Actions to take =>
(a) Reproduce verbatim the passage of the blockchain architecture article starting at "Defining Modular and" and ending at "fostering intense competition.".
(b) Using the blockchain architecture article, decide whether each statement agrees with it, and answer yes or no, quoting the words that settle it: (i) Zen Lama works at Fluent Labs. (ii) The Alt-VM thesis identifies five key architectures. (iii) Fluent focuses on the Move VM.
(c) Continue the blockchain architecture article from its last sentence onward.

The blockchain space is evolving rapidly, with different architectural approaches vying for dominance in the quest for scalability, security, and decentralization. A recent podcast episode of Unlayered, hosted by Saul, brought together two experts to discuss the merits and challenges of modular versus integrated blockchain architectures. Dino, co-founder of Fluent Labs, represented the modular perspective, while Zen Lama, a developer relations professional at Monad Labs, advocated for the integrated approach.

The Alt-VM Thesis

The conversation kicked off with a reference to the "Alt-VM thesis," which categorizes alternative virtual machine architectures in the blockchain space. This thesis identifies five key architectures:

1. Linux RISC-V (e.g., Cartesi)
2. Move VM (e.g., Aptos, Sui)
3. SVM (Solana Virtual Machine)
4. Parallelized EVMs
5. WebAssembly or ZK-WASM VM

Fluent, the project co-founded by Dino, falls into the fifth category, focusing on WebAssembly and ZK-WASM VM technology. This approach is gaining traction and interest in the blockchain community, offering a new paradigm for smart contract execution and blockchain scalability.

Defining Modular and Monolithic Architectures

To set the stage for the discussion, both Dino and Zen provided their definitions of modular and monolithic (integrated) architectures.

Modular Architecture

Dino defined modular architecture as embodying two key principles:

1. Specialization: Loosely coupled services or teams focusing on their unique value propositions and outsourcing the rest.
2. Choice: Providing developers and end-users with options to select the best tools for their specific tasks, fostering intense competition.

Region annotation entries =>

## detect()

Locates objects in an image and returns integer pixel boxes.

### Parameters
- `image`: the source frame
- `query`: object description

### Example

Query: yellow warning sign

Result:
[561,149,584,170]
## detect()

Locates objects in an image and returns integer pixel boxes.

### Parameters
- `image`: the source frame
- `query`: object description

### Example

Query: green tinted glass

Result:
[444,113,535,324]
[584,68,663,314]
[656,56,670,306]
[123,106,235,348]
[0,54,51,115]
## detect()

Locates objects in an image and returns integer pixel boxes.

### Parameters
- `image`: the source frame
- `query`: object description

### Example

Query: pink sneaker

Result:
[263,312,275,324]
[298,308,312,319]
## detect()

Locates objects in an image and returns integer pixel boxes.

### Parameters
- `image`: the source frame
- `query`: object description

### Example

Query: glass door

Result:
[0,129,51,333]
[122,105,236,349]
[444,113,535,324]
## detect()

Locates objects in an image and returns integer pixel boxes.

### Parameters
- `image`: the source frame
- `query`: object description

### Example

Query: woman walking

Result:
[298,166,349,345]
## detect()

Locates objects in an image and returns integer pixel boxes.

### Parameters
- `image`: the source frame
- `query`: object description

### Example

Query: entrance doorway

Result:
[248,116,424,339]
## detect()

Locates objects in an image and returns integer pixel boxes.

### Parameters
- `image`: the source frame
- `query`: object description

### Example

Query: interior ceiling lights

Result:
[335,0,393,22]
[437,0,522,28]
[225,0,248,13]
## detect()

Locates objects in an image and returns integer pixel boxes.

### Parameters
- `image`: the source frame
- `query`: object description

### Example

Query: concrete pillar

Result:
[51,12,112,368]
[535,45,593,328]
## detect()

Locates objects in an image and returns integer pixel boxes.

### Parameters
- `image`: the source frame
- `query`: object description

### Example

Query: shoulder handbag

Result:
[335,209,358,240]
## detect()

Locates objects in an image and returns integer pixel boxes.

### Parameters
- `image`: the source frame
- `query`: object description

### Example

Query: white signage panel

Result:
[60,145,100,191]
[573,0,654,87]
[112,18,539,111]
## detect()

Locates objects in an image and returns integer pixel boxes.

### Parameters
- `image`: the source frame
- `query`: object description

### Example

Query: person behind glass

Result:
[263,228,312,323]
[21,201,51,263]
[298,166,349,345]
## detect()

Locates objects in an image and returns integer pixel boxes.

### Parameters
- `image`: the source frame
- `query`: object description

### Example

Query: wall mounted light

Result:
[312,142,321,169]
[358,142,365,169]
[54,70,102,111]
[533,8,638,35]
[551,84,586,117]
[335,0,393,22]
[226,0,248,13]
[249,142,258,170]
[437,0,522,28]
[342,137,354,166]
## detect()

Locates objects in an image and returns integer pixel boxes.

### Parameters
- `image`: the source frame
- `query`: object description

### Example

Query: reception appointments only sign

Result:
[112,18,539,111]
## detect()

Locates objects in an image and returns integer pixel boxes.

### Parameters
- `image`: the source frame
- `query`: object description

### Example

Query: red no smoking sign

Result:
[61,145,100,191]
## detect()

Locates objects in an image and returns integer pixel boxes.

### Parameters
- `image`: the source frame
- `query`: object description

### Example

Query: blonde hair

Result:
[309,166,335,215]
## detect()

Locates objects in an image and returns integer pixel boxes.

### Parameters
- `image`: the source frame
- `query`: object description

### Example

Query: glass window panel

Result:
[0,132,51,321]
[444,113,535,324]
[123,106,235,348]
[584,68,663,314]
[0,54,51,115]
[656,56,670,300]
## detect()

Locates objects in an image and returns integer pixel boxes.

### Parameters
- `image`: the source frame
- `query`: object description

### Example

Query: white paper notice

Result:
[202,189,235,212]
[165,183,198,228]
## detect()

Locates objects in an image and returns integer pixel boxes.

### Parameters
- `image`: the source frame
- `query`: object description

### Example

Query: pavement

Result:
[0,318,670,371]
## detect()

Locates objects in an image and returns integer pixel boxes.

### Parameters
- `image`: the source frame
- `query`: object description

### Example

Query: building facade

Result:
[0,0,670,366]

Exercise answers =>
(a)
Defining Modular and Monolithic Architectures

To set the stage for the discussion, both Dino and Zen provided their definitions of modular and monolithic (integrated) architectures.

Modular Architecture

Dino defined modular architecture as embodying two key principles:

1. Specialization: Loosely coupled services or teams focusing on their unique value propositions and outsourcing the rest.
2. Choice: Providing developers and end-users with options to select the best tools for their specific tasks, fostering intense competition.

(b)
(i) No: "Zen Lama, a developer relations professional at Monad Labs"
(ii) Yes: "This thesis identifies five key architectures"
(iii) No: "falls into the fifth category, focusing on WebAssembly and ZK-WASM VM technology"

(c)
Monolithic (Integrated) Architecture

Zen described monolithic or integrated architecture as tightly coupled systems. He emphasized that while a monolithic chain can still have a modular software architecture internally, the key difference lies in the interfaces between components:

• Modular systems have loosely defined schemas at their boundaries.
• Monolithic systems have tightly defined interfaces between components.

Zen noted that this tight coupling in monolithic systems reduces the overhead of checks between components, as assumptions can be made about how different pieces of the system are connected.

Analogies from Outside Crypto

To illustrate the difference between modular and monolithic approaches, the participants drew analogies from outside the cryptocurrency world:

1. Cloud Computing: Microservices on cloud providers like AWS represent a modular approach.
2. Apple's Hardware: Apple's integrated approach to hardware design exemplifies a monolithic architecture.

Dino, coming from a cloud infrastructure and SaaS background, drew parallels between the modular blockchain approach and the evolution of cloud services. He highlighted how the container wars played out, with technologies like Docker and Kubernetes emerging as dominant solutions.

Zen, with a background in tightly integrated, high-performance systems, used the example of Apple's M-series chips to illustrate the benefits of integrated design. He explained how putting everything on a co-located platform resulted in a 10x performance improvement, as components could communicate directly on the same chip.

Developer Perspectives and Use Cases

An interesting point of discussion was how different backgrounds and perspectives shape the way developers approach blockchain architecture. Dino views blockchains more as developer platforms, similar to cloud infrastructure, where developers are comfortable piecing together multiple tools to create the best possible experience for their applications.

Zen, on the other hand, emphasized the importance of optimizing for the atomic unit of operation in a blockchain - the transaction. He argued that integrated systems are better suited for this optimization, as they can streamline the process of data availability, execution, and consensus.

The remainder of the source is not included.